These days, most of the hacks that were developed for the older Tivos have been rolled into current production models so there's very little need to hack them anymore. Frankly, Tivos have become rather boring appliances rather than a cool device you could hack and tweak to my heart's delight. HTPCs open up a whole new world of custom tailoring the device anyway I like with far more capabilities than any model Tivo, IMHO.

The idea of freeing myself from the Tivo shackles has been quite rewarding. Don't get me wrong because I think Tivos are still the best standalone DVRs available. I just don't like the company and the way they constantly change their business structure, usually for the worse. I haven't seen any meaningful innovations in any current model that would make me want to upgrade from the last remaining S3 I still own. At least with my HTPCs I never have to deal with Tivo customer service. I can't think of a better incentive to own one.


----------



## aaronwt (Jan 31, 2002)

mr.unnatural said:


> That's funny because the very thing you mentioned about local Baltimore and DC stations is what made me start using HTPCs back when I still had DirecTV. DTV only carried a few local stations in one of the two adjacent markets and the only way to get certain locals was via OTA antenna or sign with Comcast. Rather than tie up one or more of my HR10-250 Tivos for recording OTA channels I decided to give HTPCs a try. This was probably somewhere around 2006-2007.
> 
> I can see why Tivos would be attractive to someone if they just want a plug and play box for convenience. I've always been more of a DIYer and take great pleasure in creating things myself. The idea of freeing myself from the Tivo shackles has been quite rewarding. Don't get me wrong because I think Tivos are still the best standalone DVRs available. I just don't like the company and the way they constantly change their business structure, usually for the worse. At least with my HTPCs I never have to deal with Tivo customer service. I can't think of a better incentive to own one.


At the end of 2006 is when I got my first three S3 boxes and got Comcast. I ran Comcast and DirecTV together for six months before dropping DirecTV for good. I would have never left DirecTv if they had continued to support the HR10-250 boxes. But between my OTA antenna and comcast I was covered.

INFORMATION GIVEN
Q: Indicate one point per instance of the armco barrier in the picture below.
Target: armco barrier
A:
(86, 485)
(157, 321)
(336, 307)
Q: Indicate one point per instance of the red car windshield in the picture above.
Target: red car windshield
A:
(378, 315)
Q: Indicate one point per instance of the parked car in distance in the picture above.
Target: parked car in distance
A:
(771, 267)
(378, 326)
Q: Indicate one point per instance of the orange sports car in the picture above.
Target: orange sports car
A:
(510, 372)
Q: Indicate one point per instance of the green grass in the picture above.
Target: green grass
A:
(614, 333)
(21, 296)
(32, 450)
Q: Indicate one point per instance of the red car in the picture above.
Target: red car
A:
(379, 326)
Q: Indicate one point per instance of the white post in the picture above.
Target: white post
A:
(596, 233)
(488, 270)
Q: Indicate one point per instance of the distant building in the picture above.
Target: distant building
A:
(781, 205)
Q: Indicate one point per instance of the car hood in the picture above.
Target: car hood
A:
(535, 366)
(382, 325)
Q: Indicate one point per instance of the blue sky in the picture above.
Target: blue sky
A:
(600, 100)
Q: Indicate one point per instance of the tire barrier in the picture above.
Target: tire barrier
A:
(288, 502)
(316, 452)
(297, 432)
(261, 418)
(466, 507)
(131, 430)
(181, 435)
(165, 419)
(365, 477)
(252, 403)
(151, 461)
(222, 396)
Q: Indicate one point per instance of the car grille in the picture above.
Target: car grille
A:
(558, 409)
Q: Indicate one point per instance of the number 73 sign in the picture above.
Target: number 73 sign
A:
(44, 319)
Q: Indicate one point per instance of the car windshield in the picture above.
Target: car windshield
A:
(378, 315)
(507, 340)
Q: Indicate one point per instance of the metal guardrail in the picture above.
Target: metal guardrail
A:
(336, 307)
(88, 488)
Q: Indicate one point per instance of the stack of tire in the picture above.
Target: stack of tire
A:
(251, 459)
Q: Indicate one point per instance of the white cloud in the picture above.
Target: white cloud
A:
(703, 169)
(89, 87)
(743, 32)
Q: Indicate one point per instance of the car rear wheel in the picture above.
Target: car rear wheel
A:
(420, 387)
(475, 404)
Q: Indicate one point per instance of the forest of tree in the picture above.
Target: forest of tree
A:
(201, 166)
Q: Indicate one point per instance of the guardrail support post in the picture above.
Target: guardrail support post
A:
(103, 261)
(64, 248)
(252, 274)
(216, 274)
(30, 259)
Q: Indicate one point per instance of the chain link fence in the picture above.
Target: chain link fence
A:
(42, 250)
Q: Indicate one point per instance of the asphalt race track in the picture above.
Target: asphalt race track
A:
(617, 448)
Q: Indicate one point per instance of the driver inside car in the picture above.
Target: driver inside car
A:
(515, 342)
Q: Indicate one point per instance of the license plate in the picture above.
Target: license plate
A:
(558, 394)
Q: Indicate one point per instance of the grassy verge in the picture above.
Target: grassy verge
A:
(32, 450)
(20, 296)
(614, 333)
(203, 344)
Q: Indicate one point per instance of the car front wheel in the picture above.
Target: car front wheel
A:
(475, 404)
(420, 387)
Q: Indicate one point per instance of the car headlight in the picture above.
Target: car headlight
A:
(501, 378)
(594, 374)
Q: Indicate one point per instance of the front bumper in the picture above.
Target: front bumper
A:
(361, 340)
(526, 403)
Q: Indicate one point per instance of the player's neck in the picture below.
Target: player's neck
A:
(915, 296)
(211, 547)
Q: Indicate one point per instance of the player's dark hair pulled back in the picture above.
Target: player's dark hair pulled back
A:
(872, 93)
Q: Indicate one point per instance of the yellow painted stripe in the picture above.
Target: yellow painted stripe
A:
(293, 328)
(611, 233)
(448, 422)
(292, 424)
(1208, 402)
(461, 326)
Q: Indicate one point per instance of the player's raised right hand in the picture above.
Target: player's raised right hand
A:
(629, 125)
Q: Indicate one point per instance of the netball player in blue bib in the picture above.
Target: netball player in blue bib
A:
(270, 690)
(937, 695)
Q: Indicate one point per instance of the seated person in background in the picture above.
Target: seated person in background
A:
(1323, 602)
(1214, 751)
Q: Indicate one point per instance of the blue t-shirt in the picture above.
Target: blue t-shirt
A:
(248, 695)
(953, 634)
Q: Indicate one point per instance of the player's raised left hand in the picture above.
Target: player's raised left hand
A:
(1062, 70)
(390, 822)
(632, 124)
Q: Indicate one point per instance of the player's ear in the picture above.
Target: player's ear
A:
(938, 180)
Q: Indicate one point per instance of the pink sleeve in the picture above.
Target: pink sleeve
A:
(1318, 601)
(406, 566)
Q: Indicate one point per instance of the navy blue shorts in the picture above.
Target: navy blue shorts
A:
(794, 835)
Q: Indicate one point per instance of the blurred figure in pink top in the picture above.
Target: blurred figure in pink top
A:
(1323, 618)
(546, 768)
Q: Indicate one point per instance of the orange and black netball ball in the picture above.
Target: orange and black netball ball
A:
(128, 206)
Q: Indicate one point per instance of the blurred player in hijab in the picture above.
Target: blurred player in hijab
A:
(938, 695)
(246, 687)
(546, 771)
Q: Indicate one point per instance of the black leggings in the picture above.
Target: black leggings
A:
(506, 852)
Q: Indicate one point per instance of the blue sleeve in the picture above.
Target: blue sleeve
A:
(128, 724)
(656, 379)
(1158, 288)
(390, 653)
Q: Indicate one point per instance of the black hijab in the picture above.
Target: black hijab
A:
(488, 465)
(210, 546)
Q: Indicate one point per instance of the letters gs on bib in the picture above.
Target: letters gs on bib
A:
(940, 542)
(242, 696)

CHALLENGE
Write what comes next in the forum thread comparing TiVo boxes with HTPCs, picking up after its final sentence. The records aren't needed here.

TASK OUTPUT
OF course a few months after dropping DirecTV , FiOS came to my development and I swithed to them, dropping Comcast in 2008. And now I rarely use my OTA. Which is why I want to get a second elite. That will leave me with one OTA premiere in case I still need my OTA channels for something.

HTPCs are certainly a good alternative. It's just not for me, anymore. I used to love putting together PCs in the 90's and 2000's. But now I just want preconfigured boxes and not deal with anything else. I'll still put Pcs together. But not like I used to. I used to upgrade my PCs every few months. Now I've been using the same PCs for over 3 years. I haven't messed with any builds except for my two unRAID builds I put together last year and this year.


----------



## Chris Gerhard (Apr 27, 2002)

After decades of having a pay TV service, I am OTA and internet TV only now and I wouldn't even buy a 4 tuner OTA DVR and the market that would is so tiny, I believe it will never happen. I am afraid there isn't even a market large enough to justify our dual tuner TiVo and it could become a thing of the past. I sure don't want to mess with a PC to record OTA. We sure haven't seen companies trying to compete with TiVo by offering a full-featured DVR for OTA. There are probably more households in the US playing audio cassettes or VHS tapes than there are using an OTA DVR.


----------



## Jebberwocky! (Apr 16, 2005)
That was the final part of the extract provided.